Items listed in a dataset:

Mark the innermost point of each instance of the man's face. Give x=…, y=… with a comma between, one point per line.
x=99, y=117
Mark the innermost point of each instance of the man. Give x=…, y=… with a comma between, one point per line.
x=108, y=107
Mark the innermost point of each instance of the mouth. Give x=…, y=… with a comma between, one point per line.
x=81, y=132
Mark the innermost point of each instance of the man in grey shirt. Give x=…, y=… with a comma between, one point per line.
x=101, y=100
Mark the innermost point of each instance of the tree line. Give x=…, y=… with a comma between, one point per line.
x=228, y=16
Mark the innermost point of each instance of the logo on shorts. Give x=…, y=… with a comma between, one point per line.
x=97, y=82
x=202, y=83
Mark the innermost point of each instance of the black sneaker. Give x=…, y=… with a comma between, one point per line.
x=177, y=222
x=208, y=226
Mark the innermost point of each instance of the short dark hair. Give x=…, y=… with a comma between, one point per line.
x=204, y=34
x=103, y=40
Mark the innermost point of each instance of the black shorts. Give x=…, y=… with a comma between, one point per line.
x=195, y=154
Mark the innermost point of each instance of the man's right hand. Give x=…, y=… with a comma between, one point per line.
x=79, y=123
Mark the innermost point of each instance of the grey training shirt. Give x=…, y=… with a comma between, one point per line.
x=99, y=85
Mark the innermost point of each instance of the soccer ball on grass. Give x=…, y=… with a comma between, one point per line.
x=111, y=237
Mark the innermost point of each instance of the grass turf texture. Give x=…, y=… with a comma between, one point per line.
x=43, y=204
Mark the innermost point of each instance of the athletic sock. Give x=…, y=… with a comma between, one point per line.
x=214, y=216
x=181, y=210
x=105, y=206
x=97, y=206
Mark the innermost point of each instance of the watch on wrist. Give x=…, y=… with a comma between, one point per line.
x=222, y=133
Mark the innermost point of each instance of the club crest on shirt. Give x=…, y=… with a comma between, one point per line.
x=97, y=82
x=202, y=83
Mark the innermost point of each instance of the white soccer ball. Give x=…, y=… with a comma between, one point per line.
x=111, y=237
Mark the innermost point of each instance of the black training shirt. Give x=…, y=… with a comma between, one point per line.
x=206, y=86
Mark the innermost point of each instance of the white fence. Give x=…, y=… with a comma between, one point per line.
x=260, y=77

Stated task —
Please rewrite the rows above, changing each "soccer ball" to "football" and leaving everything else as it is.

Solution for this task —
Mark the innermost point of each instance of the man's face. Give x=…, y=… with a comma between, one point per line.
x=99, y=117
Mark the innermost point of each instance of the man. Give x=…, y=… with a comma between, one point per line.
x=108, y=107
Mark the innermost point of each instance of the mouth. Give x=…, y=… with a comma between, one point per line.
x=81, y=132
Mark the innermost point of each instance of the man in grey shirt. Give x=…, y=… with a comma between, one point per line.
x=101, y=100
Mark the innermost point of each instance of the tree line. Give x=…, y=… with a comma between, one point per line.
x=228, y=16
Mark the innermost point of each instance of the logo on shorts. Give x=…, y=… with a comma between, one point per line.
x=97, y=82
x=202, y=83
Mark the innermost point of each instance of the black sneaker. Give x=…, y=… with a comma between, one point per line.
x=177, y=222
x=208, y=226
Mark the innermost point of each instance of the short dark hair. Give x=…, y=… with a comma between, one point per line.
x=204, y=34
x=103, y=40
Mark the innermost point of each instance of the black shorts. Give x=…, y=… with a comma between, one point per line.
x=195, y=154
Mark the innermost point of each instance of the man's right hand. Give x=…, y=… with a comma between, one point per line.
x=79, y=123
Mark the innermost point of each instance of the grey training shirt. Give x=…, y=… with a comma between, one point per line.
x=99, y=85
Mark the innermost point of each instance of the football on grass. Give x=…, y=… with a comma between, one point per line.
x=111, y=237
Mark the innermost point of each instance of the grass turf texture. Give x=…, y=… with a comma between, one point per line.
x=43, y=204
Mark the innermost point of each instance of the athletic sock. Give x=…, y=… with a comma between, one point per line.
x=214, y=216
x=181, y=210
x=105, y=206
x=97, y=206
Mark the innermost point of each instance of the watch on wrist. Give x=…, y=… with a comma between, one point per line.
x=222, y=133
Mark the innermost point of each instance of the club crest on shirt. Give x=…, y=… with a comma between, one point per line.
x=97, y=82
x=202, y=83
Mark the innermost point of each instance of the white football. Give x=…, y=… with a comma between, one point per line.
x=111, y=237
Mark the innermost point of each instance of the black training shirt. Give x=…, y=… with a comma between, one point per line.
x=206, y=86
Mark the innermost point of each instance of the white fence. Give x=…, y=… with a comma between, one point per line.
x=260, y=77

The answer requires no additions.